- **STATED PROBLEM**
Rewrite the material between the lines holding "I need to find the castle" and "[[185, 192, 717, 678]]", inclusive, changing "bounding box" to "enclosing rectangle" and leaving everything else the same.

─── ROWS

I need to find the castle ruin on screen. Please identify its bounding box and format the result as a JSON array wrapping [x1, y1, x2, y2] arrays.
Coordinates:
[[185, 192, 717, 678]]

──────
─── ROWS

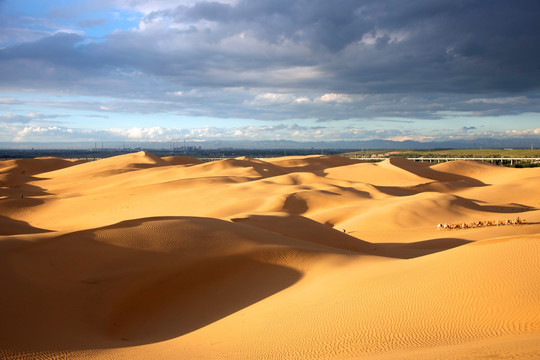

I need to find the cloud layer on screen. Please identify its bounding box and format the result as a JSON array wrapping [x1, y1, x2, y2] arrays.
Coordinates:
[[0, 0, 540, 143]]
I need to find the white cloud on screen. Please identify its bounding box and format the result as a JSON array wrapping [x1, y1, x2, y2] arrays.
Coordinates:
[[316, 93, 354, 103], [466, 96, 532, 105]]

──────

- **EXERCISE RESULT**
I need to find the castle ruin on screen. Please identify its enclosing rectangle and format the result as a JSON array wrapping [x1, y1, x2, y2] arrays.
Coordinates:
[[185, 192, 717, 678]]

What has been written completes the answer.